Hey, Wake Up!



On May 23, 1987 Kenneth Parks drove to his in-laws' house in the middle of the night and brutally murdered his wife’s mother and attempted to kill her father. Prior to that there were no signs of violence, no horrible childhood, no shocking past trauma from a war experience. There was nothing particularly stressful at work. He had some financial issues, a gambling addiction and marital problems, but up until that evening by all accounts he’d been a mild mannered guy with a cordial relationship with his in-laws.

Remarkably that night he confessed to the crime and during a subsequent trial was acquitted by a jury of his peers of the murder and attempted murder. A case of injustice, you might ask? No, according to the court documents, it was a case of homicidal somnambulism, sometimes known as lethal sleepwalking. 

Sleepwalking is a strange occurrence, part of a larger category of phenomenon known as parasomnias according to David Eagleman in Incognito: The Secret Life of the Brain. “While the brain normally emerges from slow-wave sleep into lighter stages, and finally to wakefulness, Kenneth’s electroencephalogram (EEG) showed a problem in which his brain tried to emerge straight from a deep sleep stage directly into wakefulness - and it attempted this hazardous transition two to twenty times per night. In a normal sleeping brain, such a transition is not attempted even once in a night. Because there was no way for Kenneth to fake his EEG results, he was exonerated of the crimes.”

Normally during sleep your muscles move into a mild form of paralysis, which keeps you from walking. But during parasomnias your brain moves into a kind of limbo, between a waking state and a sleeping state. And in this limbo actions are not voluntary. So who is actually directing the show? It’s hard to say.

What is known is that the prefrontal cortex, the part of the brain that serves the role of advisor, is not engaged in its normal advisory role. And with the prefrontal taking a nap, all hell can break lose, as we see with the Parks case. Inhibitions fall to the wayside, and odd, sometimes dark behavior takes over. (An overindulgence of alcohol can produce similar inhibition reductions in some people.)

## Activity 1
List the problems the sleepwalking article says Kenneth Parks had before the night of the crime.
## Activity 2
Translate this sentence from the sleepwalking article into Spanish: "Normally during sleep your muscles move into a mild form of paralysis, which keeps you from walking."
The lines that come next have nothing to do with the sleepwalking article.

## Entries shown
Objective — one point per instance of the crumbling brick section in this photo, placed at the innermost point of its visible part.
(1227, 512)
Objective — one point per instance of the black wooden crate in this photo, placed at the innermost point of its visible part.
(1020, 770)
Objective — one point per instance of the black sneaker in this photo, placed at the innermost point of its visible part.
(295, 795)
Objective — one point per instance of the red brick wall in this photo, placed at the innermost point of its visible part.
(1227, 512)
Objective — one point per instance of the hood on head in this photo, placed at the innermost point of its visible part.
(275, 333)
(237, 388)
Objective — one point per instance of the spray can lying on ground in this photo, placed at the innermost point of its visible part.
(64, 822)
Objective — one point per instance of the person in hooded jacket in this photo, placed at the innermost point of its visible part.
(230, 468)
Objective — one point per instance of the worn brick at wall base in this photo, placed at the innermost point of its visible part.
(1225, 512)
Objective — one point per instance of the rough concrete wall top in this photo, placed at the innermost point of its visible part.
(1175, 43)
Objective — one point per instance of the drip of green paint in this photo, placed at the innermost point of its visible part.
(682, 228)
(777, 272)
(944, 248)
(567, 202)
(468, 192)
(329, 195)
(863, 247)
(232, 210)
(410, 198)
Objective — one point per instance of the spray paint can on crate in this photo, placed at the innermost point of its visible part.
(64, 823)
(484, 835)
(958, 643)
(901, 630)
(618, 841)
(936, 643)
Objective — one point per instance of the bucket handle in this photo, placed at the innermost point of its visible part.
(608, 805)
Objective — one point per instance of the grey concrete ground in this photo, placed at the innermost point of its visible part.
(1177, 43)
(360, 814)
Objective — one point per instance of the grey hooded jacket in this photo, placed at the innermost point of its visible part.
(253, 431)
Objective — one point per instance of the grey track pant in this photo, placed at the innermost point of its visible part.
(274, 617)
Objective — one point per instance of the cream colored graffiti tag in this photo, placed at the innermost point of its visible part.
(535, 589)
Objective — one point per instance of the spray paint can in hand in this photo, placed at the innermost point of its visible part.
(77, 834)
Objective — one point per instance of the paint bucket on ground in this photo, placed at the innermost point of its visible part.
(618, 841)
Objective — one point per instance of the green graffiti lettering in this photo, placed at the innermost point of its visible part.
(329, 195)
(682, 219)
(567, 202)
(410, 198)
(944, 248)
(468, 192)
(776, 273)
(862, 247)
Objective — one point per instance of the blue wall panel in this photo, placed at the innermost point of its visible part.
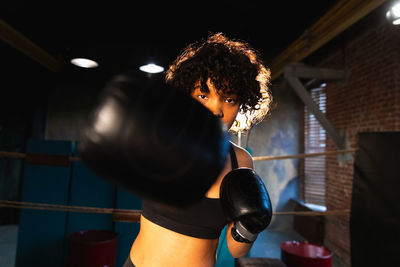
(127, 232)
(41, 233)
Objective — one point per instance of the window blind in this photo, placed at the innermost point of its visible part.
(314, 137)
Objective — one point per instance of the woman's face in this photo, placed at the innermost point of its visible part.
(224, 107)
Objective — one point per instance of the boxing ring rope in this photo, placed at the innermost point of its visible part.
(125, 215)
(258, 158)
(304, 155)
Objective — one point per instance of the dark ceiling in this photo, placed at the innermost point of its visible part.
(124, 35)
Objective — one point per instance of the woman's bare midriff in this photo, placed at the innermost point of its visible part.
(157, 246)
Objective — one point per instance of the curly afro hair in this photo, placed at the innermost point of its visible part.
(233, 67)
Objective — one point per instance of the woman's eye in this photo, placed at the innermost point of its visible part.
(230, 100)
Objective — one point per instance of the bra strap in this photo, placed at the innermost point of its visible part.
(234, 162)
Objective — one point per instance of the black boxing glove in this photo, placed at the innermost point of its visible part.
(155, 141)
(246, 202)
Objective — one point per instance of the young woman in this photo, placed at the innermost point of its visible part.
(228, 78)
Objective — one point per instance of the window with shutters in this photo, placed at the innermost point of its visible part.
(314, 137)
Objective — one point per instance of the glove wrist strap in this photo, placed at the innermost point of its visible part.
(241, 234)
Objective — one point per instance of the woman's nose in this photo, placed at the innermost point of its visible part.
(216, 108)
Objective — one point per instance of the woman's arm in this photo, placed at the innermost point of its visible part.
(239, 249)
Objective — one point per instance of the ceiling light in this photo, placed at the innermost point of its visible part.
(393, 14)
(84, 63)
(151, 68)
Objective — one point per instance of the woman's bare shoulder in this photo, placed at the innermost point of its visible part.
(244, 158)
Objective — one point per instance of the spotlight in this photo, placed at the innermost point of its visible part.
(393, 15)
(151, 68)
(84, 63)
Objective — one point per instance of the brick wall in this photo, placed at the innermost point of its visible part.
(368, 102)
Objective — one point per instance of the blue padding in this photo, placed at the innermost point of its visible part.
(127, 232)
(41, 233)
(224, 257)
(89, 190)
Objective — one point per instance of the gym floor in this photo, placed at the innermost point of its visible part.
(267, 245)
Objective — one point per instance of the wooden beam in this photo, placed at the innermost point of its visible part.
(17, 40)
(340, 17)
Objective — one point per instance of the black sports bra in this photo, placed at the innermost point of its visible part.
(204, 219)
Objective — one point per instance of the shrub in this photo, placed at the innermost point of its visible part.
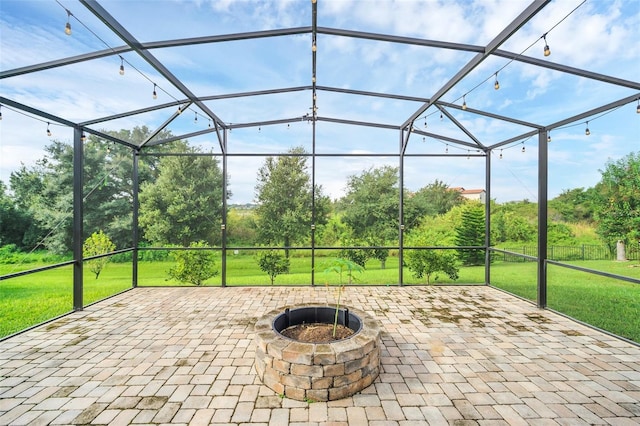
(273, 263)
(194, 266)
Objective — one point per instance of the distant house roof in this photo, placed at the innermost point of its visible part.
(467, 191)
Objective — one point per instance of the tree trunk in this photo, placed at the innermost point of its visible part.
(621, 256)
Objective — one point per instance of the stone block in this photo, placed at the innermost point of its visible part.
(321, 382)
(317, 395)
(307, 370)
(333, 370)
(301, 382)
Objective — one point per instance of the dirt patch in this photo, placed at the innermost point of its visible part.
(316, 332)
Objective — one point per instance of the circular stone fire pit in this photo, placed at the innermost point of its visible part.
(317, 371)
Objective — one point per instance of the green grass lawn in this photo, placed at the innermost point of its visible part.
(610, 304)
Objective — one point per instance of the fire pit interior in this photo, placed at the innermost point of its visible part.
(317, 371)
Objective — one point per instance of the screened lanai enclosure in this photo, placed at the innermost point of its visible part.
(252, 128)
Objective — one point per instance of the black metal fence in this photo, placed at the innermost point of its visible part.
(559, 253)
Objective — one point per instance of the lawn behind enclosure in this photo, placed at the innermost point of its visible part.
(606, 303)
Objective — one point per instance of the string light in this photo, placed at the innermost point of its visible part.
(67, 27)
(546, 50)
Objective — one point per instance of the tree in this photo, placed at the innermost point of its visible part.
(185, 202)
(273, 263)
(14, 222)
(618, 201)
(426, 262)
(471, 232)
(194, 266)
(575, 205)
(434, 199)
(98, 243)
(285, 197)
(45, 190)
(370, 207)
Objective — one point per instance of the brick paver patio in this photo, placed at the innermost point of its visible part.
(450, 355)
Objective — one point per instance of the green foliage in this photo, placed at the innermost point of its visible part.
(618, 200)
(359, 256)
(13, 220)
(370, 204)
(344, 266)
(185, 201)
(194, 266)
(471, 232)
(285, 195)
(574, 205)
(425, 262)
(44, 192)
(98, 243)
(242, 227)
(434, 199)
(273, 263)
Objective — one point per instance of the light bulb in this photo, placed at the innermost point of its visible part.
(546, 50)
(67, 27)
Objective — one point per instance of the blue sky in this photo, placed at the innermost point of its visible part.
(600, 36)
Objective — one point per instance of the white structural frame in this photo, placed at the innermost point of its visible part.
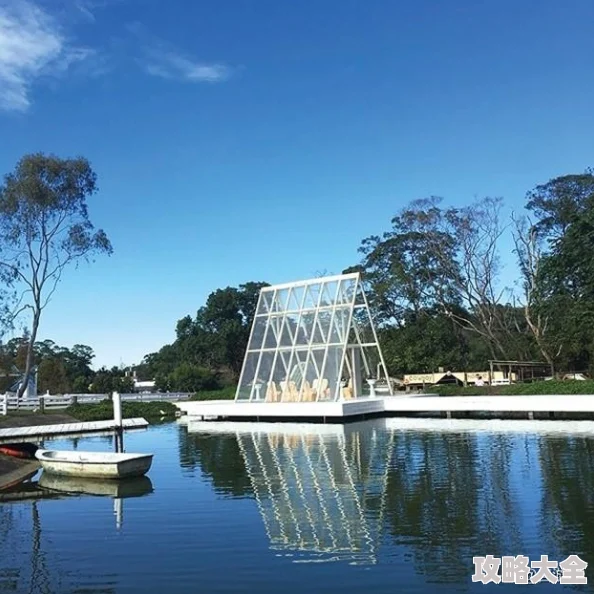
(301, 338)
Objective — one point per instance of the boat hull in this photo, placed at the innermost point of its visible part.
(127, 467)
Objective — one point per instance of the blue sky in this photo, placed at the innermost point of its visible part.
(238, 141)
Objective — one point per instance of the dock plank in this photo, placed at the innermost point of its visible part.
(70, 428)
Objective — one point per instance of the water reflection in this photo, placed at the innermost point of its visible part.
(442, 491)
(320, 489)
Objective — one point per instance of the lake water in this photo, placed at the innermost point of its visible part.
(381, 506)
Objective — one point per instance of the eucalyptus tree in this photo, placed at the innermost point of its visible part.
(45, 229)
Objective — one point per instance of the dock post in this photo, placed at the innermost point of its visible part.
(117, 408)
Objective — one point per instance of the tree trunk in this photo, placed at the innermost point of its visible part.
(30, 353)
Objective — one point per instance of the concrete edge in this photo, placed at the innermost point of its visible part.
(16, 476)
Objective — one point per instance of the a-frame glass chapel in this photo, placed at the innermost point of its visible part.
(312, 341)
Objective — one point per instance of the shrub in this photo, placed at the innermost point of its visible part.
(103, 411)
(227, 393)
(534, 388)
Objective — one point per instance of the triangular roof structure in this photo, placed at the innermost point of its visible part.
(312, 341)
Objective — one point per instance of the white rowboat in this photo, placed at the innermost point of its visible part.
(94, 464)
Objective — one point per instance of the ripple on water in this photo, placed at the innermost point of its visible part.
(377, 506)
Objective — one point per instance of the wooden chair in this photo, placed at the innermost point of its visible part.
(272, 393)
(308, 393)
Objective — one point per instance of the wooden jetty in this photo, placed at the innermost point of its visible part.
(524, 406)
(42, 431)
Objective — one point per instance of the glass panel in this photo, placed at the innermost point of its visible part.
(311, 296)
(257, 338)
(319, 336)
(265, 302)
(332, 371)
(324, 319)
(247, 377)
(289, 328)
(345, 293)
(306, 327)
(274, 330)
(359, 300)
(338, 331)
(362, 323)
(294, 303)
(297, 295)
(282, 297)
(264, 372)
(329, 292)
(319, 384)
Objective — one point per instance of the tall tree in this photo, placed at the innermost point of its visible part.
(446, 259)
(45, 228)
(561, 239)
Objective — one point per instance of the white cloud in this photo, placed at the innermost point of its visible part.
(165, 61)
(169, 64)
(31, 46)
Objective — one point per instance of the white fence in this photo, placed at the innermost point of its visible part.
(50, 402)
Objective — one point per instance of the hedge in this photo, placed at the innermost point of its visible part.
(541, 387)
(103, 411)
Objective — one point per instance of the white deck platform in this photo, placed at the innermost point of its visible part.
(414, 424)
(69, 429)
(390, 406)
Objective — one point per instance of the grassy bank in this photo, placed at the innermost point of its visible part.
(227, 393)
(102, 411)
(550, 387)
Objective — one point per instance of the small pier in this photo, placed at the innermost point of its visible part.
(42, 431)
(550, 407)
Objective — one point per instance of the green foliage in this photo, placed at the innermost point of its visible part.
(103, 411)
(227, 393)
(111, 380)
(208, 350)
(534, 388)
(60, 370)
(44, 228)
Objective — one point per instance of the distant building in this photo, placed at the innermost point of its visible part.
(461, 378)
(146, 386)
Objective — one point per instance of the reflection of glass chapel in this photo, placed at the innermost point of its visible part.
(312, 341)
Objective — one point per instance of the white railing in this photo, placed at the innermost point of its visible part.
(10, 402)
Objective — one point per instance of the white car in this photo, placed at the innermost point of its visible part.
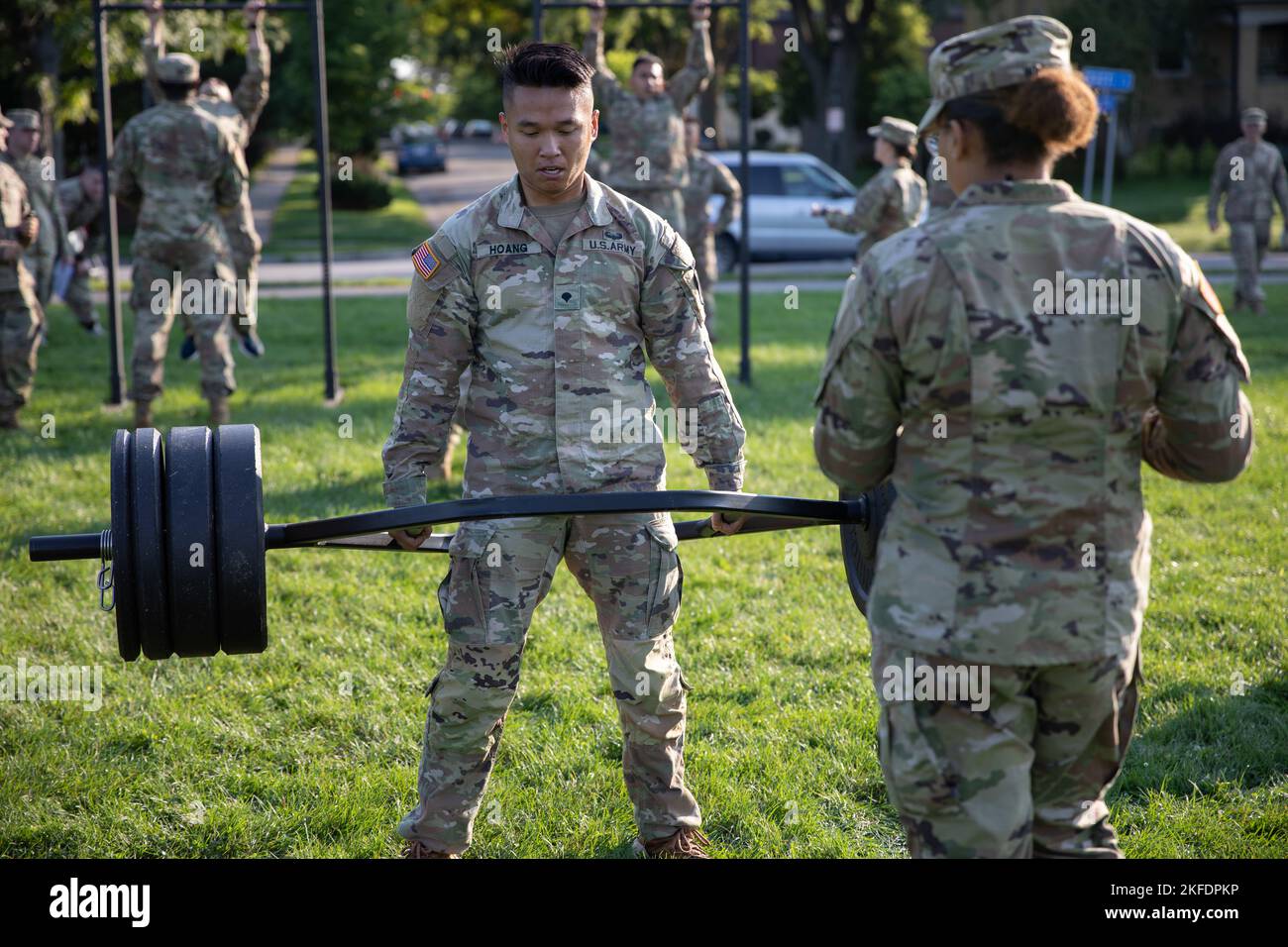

## Response 1
- Financial issues
- A gambling addiction
- Marital problems

## Response 2
Normalmente, durante el sueño, tus músculos entran en una forma leve de parálisis, lo que te impide caminar.